● **Goal 1**: Reproduce the passage about the bat in the spare bedroom, starting at "Ack!  There is" and ending at "the clear again.".

I go in the spare bedroom.

Ack!  There is a bat hanging out on the wall!  I shut myself in the room with the thing and instruct TW to go immediately and get a Tupperware.  She does, gives it to me, and leaves me alone with the little creature.

It is a stand-off.  I swear that thing was eyeing me.

Nonetheless, I gathered my courage (I may have shrieked once or twice before gathering it) and miraculously got the Tupperware over it.

We debated  just letting the thing go, but remembered the warnings from DPH before and kept the poor thing to turn over to animal control for rabies testing.   Hopefully the results will come back with less suspense than last time.  The animal control guy did say that there hasn't been a case of bat rabies in two years, so that is somewhat reassuring.  I will update on this if testing comes back positive, but otherwise just assume we are in the clear again.

● **Data for the task**:
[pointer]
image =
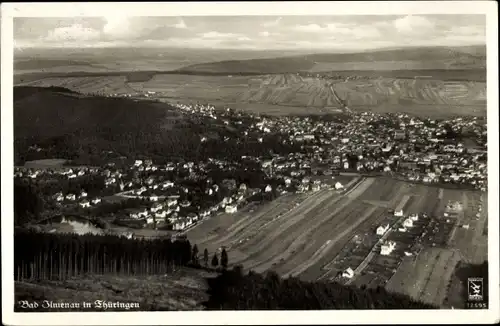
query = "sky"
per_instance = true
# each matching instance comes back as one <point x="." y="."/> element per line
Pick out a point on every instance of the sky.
<point x="252" y="32"/>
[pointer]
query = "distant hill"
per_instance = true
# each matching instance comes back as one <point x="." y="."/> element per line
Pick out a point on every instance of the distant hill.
<point x="56" y="122"/>
<point x="393" y="59"/>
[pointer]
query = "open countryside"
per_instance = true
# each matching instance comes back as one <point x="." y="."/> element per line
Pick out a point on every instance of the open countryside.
<point x="293" y="93"/>
<point x="319" y="236"/>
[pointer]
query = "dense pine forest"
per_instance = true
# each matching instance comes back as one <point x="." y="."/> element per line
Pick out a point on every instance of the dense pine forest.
<point x="59" y="256"/>
<point x="42" y="256"/>
<point x="232" y="289"/>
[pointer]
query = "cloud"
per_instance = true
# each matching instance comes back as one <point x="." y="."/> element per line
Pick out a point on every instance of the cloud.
<point x="413" y="24"/>
<point x="217" y="35"/>
<point x="181" y="24"/>
<point x="272" y="23"/>
<point x="341" y="31"/>
<point x="75" y="32"/>
<point x="117" y="27"/>
<point x="309" y="28"/>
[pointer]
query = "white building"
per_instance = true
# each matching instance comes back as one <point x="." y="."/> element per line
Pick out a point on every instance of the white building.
<point x="381" y="230"/>
<point x="85" y="204"/>
<point x="348" y="273"/>
<point x="180" y="225"/>
<point x="96" y="201"/>
<point x="156" y="207"/>
<point x="231" y="209"/>
<point x="387" y="248"/>
<point x="408" y="223"/>
<point x="185" y="203"/>
<point x="161" y="214"/>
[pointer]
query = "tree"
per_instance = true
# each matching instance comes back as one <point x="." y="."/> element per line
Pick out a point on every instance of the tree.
<point x="205" y="257"/>
<point x="215" y="261"/>
<point x="194" y="256"/>
<point x="223" y="258"/>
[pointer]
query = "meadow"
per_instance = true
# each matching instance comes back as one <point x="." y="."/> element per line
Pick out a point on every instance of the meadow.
<point x="315" y="236"/>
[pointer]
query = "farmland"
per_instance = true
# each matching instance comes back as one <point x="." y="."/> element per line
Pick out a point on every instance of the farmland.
<point x="290" y="93"/>
<point x="316" y="236"/>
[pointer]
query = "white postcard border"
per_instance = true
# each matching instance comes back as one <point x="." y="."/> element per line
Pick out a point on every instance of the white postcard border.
<point x="11" y="10"/>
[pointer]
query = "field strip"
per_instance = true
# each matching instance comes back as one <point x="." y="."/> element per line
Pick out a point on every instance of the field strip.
<point x="426" y="276"/>
<point x="431" y="292"/>
<point x="250" y="218"/>
<point x="317" y="237"/>
<point x="249" y="227"/>
<point x="368" y="258"/>
<point x="302" y="237"/>
<point x="315" y="258"/>
<point x="359" y="188"/>
<point x="403" y="202"/>
<point x="302" y="244"/>
<point x="266" y="249"/>
<point x="259" y="244"/>
<point x="458" y="221"/>
<point x="331" y="264"/>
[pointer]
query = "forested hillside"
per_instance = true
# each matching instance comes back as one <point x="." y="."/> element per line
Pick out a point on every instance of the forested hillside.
<point x="55" y="122"/>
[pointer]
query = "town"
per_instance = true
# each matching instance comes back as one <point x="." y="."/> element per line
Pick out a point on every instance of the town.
<point x="177" y="195"/>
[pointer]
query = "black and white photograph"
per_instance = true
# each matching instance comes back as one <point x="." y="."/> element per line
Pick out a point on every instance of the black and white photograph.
<point x="262" y="160"/>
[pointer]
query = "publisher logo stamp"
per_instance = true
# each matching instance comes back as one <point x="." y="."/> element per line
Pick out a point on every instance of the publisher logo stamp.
<point x="475" y="288"/>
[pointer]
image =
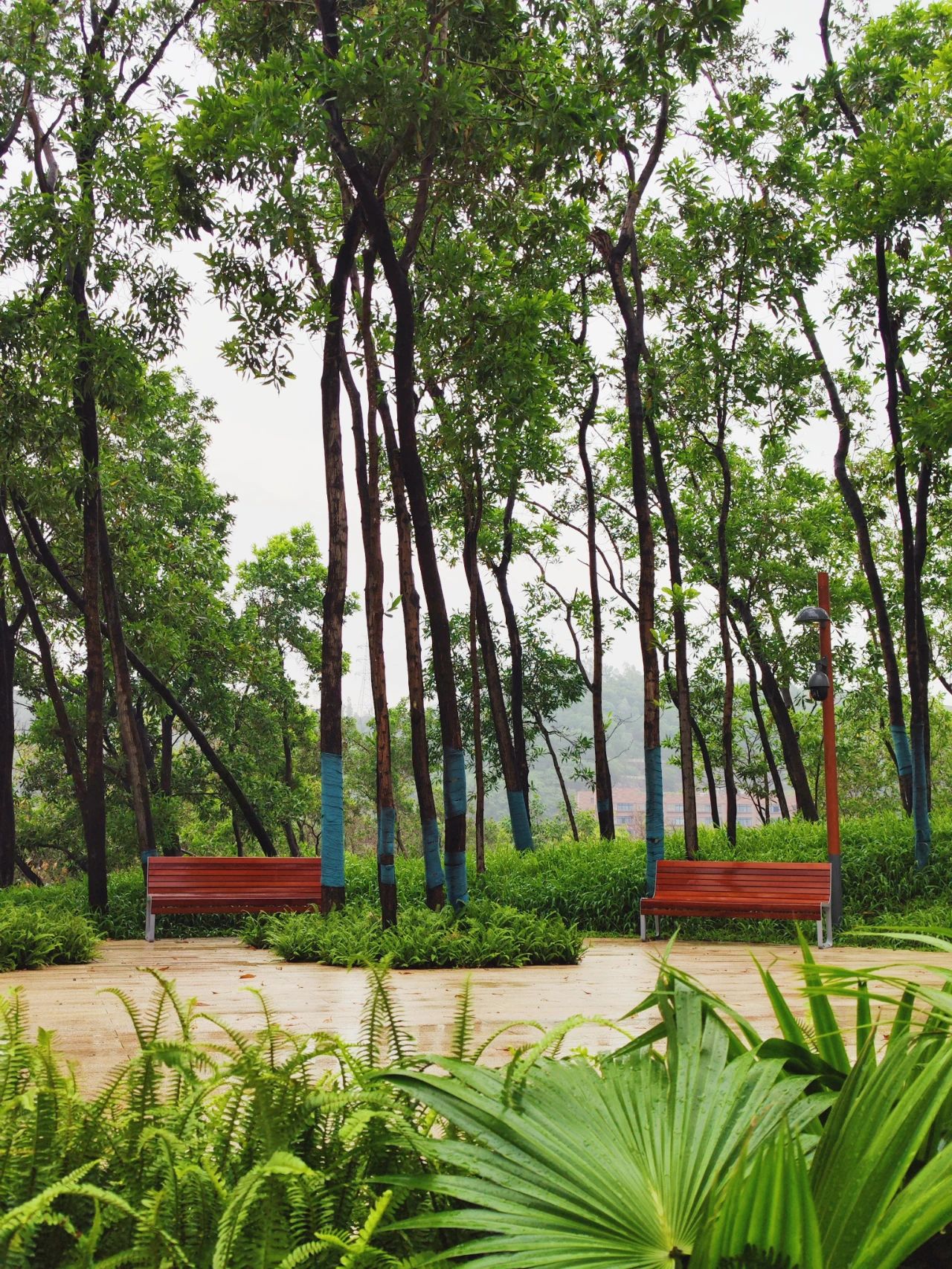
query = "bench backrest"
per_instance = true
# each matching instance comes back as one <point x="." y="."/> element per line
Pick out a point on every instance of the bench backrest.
<point x="718" y="878"/>
<point x="234" y="877"/>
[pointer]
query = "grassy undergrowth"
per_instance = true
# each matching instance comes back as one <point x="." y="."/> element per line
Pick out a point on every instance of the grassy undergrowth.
<point x="485" y="936"/>
<point x="596" y="884"/>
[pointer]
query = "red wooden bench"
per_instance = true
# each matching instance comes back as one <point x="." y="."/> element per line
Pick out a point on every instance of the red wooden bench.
<point x="229" y="884"/>
<point x="785" y="893"/>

● **Goal 2**: Return each line of the listing that includes the string "grassy", matching case.

● **Correct result 1**:
Ack!  There is a bat hanging out on the wall!  I shut myself in the room with the thing and instruct TW to go immediately and get a Tupperware.  She does, gives it to me, and leaves me alone with the little creature.

It is a stand-off.  I swear that thing was eyeing me.

Nonetheless, I gathered my courage (I may have shrieked once or twice before gathering it) and miraculously got the Tupperware over it.

We debated  just letting the thing go, but remembered the warnings from DPH before and kept the poor thing to turn over to animal control for rabies testing.   Hopefully the results will come back with less suspense than last time.  The animal control guy did say that there hasn't been a case of bat rabies in two years, so that is somewhat reassuring.  I will update on this if testing comes back positive, but otherwise just assume we are in the clear again.

● **Correct result 2**:
query = "grassy undergrowth"
Pick out a point on every instance of the grassy undergrowth.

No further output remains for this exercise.